__What you are asked to do__: Please rewrite every line of the material below, keeping the lines without coordinates unchanged. Rescale each coordinate pair by multiplying both numbers by 0.7 and rounding to the nearest whole number, with halves rounded up.

Some records:
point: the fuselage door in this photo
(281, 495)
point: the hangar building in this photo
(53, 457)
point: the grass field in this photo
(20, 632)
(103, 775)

__Solution to the exercise__:
point: the fuselage door in this photo
(197, 347)
point: the hangar building in this photo
(37, 320)
point: the grass field in this photo
(14, 442)
(72, 543)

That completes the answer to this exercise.